The FCC is accepting comments on the expansion of broadband internet services to areas big telecoms don't serve; USPIRG helps you leave said comments on said issue. Plenty of folks argue that media consolidation doesn't matter because on the internet you can find whatever news source you like; setting aside that this is not true, those same people tend to forget that not everyone gets the internet -- or they blame the poor for not having internet service without noting that big telecoms rarely offer the service to poorer areas. As you no doubt know, facts ain't that important to our enemies.
Meanwhile, I'd been meaning to check out the Alternet article entitled "Why T. Boone Pickens's 'Clean Energy' Plan is a Ponzi Scheme," and it turned out to be pretty good. T. Boone's gotten a lot of good press lately for declaring his love for wind power, but behind that veneer he's really more of a natural gas man, plus he's buying up "water rights," which shouldn't even exist, let alone get sold to the highest bidder. The moral? Beware rich capitalists bearing gifts -- especially rich capitalists who'd be a lot less rich without Reagan/Bush/Clinton/Bush-style deregulation.
As you've likely gathered, posting will be light around here this week. Even given that Congress doesn't reconvene for half a month, I'm receiving fewer action alerts than I normally do.
I also think John McCain will be our next President. I've been predicting Republican victory for months-if-not-years, though my analysis hasn't always been precise (I was sure Mr. Giuliani would face Mr. Edwards, for example). But the Democrats apparently have no clue that people admire candidates who appear to stand for things. That's true even if said people don't agree with said candidates, or aren't aware of all the inconsistencies of said candidates' stands. The appearance of forthrightness matters more. Yes, the "liberal" media helps some people appear more forthright than others, but as Phil Jackson said in 2001, you need to play above the referees. Easy for a guy with Shaq and Kobe on his roster to say that, you say? It should be easy for a party with Barack Obama on their roster, too, especially in a year folks are absolutely fed up with George W. Bush. But the Democrats will proclaim victory when they pick up five more Senate seats when they should have picked up ten or twelve.

WHAT THIS TASK INVOLVES: Set down word for word the part of the post starting with "Meanwhile, I'd been" and going on through "I normally do.".

DATA EXCERPT:
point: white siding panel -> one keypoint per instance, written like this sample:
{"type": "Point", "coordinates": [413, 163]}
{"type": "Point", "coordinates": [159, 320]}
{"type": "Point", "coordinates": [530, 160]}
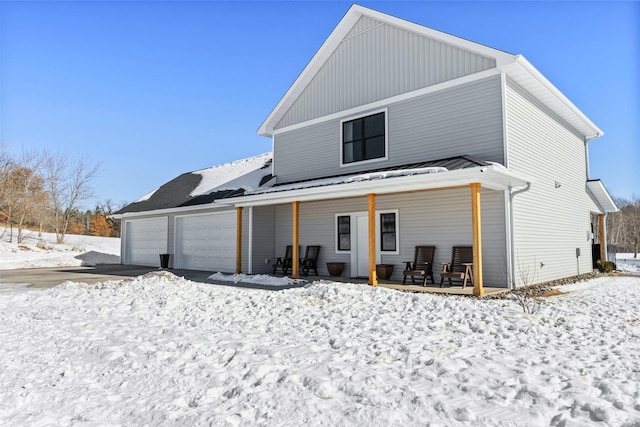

RESULT BELOW:
Meanwhile, I'd been meaning to check out the Alternet article entitled "Why T. Boone Pickens's 'Clean Energy' Plan is a Ponzi Scheme," and it turned out to be pretty good. T. Boone's gotten a lot of good press lately for declaring his love for wind power, but behind that veneer he's really more of a natural gas man, plus he's buying up "water rights," which shouldn't even exist, let alone get sold to the highest bidder. The moral? Beware rich capitalists bearing gifts -- especially rich capitalists who'd be a lot less rich without Reagan/Bush/Clinton/Bush-style deregulation.
As you've likely gathered, posting will be light around here this week. Even given that Congress doesn't reconvene for half a month, I'm receiving fewer action alerts than I normally do.